• [The request]: Render the following lines as a numbered list, omitting any blank lines.

#### Provided data

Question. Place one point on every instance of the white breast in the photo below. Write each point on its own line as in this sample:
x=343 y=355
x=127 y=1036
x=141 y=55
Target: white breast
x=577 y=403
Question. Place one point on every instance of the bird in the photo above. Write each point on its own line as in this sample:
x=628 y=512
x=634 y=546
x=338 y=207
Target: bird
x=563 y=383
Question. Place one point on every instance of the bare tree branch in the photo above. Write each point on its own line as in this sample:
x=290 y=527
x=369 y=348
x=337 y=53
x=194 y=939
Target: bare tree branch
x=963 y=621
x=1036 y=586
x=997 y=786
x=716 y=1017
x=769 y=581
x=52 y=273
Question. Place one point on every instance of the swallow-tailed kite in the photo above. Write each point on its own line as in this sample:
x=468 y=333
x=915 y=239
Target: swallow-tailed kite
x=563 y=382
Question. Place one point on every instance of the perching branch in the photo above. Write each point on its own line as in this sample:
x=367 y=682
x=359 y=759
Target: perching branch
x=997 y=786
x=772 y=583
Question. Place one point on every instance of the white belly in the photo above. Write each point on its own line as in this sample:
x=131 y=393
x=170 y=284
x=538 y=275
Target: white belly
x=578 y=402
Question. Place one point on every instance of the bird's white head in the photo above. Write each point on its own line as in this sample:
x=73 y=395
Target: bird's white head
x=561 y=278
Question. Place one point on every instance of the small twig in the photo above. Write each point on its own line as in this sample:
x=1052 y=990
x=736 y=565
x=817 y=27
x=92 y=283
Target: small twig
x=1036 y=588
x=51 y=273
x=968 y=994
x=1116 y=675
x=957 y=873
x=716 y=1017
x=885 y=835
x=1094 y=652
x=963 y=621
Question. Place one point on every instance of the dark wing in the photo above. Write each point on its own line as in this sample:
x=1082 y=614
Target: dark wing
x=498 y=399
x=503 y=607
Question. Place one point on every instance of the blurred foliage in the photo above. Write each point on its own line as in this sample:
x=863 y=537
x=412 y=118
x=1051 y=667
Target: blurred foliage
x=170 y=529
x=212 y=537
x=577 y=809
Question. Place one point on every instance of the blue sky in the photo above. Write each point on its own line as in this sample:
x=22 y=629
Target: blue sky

########

• [Reply]:
1. Question. Place one point on every instance of the white breast in the photo below. Write each point on its own line as in this sample:
2. x=343 y=355
3. x=127 y=1036
4. x=141 y=55
5. Target: white breast
6. x=577 y=403
7. Question. Place one point on every instance of the bird in the photo above. Write each point on its own line as in this sample:
8. x=628 y=512
9. x=634 y=546
10. x=338 y=207
11. Target: bird
12. x=563 y=383
13. Question. Place one point on every instance of the bare tree branch in the photo above. Write each point on its own line as in this sample:
14. x=290 y=527
15. x=369 y=348
16. x=337 y=53
17. x=194 y=939
18. Target: bare tree branch
19. x=963 y=621
20. x=1036 y=586
21. x=997 y=786
22. x=716 y=1017
23. x=769 y=581
24. x=52 y=273
25. Question. Place one point on every instance of the swallow-tailed kite in the photo above. Write each point on its own line as in this sample:
26. x=468 y=333
27. x=915 y=239
28. Target: swallow-tailed kite
29. x=563 y=382
30. Question. Place one point on every instance of the perching branch in the photo above. Write each point on its own line as in this sample:
31. x=367 y=682
32. x=359 y=759
33. Target: perching branch
34. x=997 y=786
35. x=772 y=583
36. Question. Place one point on every instance of the white belly in the photo above. Write each point on its own line as in this sample:
37. x=131 y=393
38. x=170 y=284
39. x=538 y=275
40. Target: white belly
41. x=578 y=402
42. Question. Place one point on every instance of the bird's white head in the photo above. Write each point on its own line as in this sample:
43. x=73 y=395
44. Target: bird's white head
45. x=561 y=278
46. Question. Place one point on every instance of the small twig in the photo above. Write each point on its own line as in this sample:
47. x=1052 y=990
48. x=736 y=565
49. x=817 y=27
50. x=92 y=283
51. Target: small twig
52. x=1036 y=588
53. x=51 y=273
54. x=968 y=994
55. x=1116 y=675
56. x=957 y=873
57. x=716 y=1017
58. x=885 y=835
59. x=1094 y=652
60. x=963 y=621
61. Question. Place one point on every instance of the dark wing in the photo above. Write each point on its own line as in this sample:
62. x=1082 y=614
63. Target: dark wing
64. x=498 y=399
65. x=503 y=607
66. Question. Place one point on every instance of the blurred foliage in the photo above. Write each point on its own line as in this sample:
67. x=863 y=537
68. x=412 y=118
69. x=1051 y=667
70. Target: blurred foliage
71. x=170 y=529
72. x=212 y=537
73. x=577 y=809
74. Question. Place one point on every instance of the blue sky in the photo above. Write each point on its own line as in this sample:
75. x=22 y=629
76. Target: blue sky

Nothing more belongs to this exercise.